**WRITTEN TASK:** Reproduce the material below word for word, without changing any character.

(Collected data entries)
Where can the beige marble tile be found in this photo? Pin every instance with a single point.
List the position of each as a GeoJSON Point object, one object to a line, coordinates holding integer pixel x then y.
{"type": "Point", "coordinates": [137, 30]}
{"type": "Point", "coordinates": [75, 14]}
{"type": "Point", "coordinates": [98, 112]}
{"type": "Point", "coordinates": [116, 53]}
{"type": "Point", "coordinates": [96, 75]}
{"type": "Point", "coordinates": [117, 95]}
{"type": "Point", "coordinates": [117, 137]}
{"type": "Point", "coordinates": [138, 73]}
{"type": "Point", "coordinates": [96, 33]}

**SOLUTION BELOW:**
Where can the beige marble tile be found in this photo? Pin every instance with a single point.
List the position of each as a GeoJSON Point object, one object to a line, coordinates holding integer pixel x then y.
{"type": "Point", "coordinates": [137, 30]}
{"type": "Point", "coordinates": [75, 14]}
{"type": "Point", "coordinates": [98, 112]}
{"type": "Point", "coordinates": [116, 53]}
{"type": "Point", "coordinates": [96, 75]}
{"type": "Point", "coordinates": [117, 95]}
{"type": "Point", "coordinates": [117, 137]}
{"type": "Point", "coordinates": [138, 73]}
{"type": "Point", "coordinates": [96, 33]}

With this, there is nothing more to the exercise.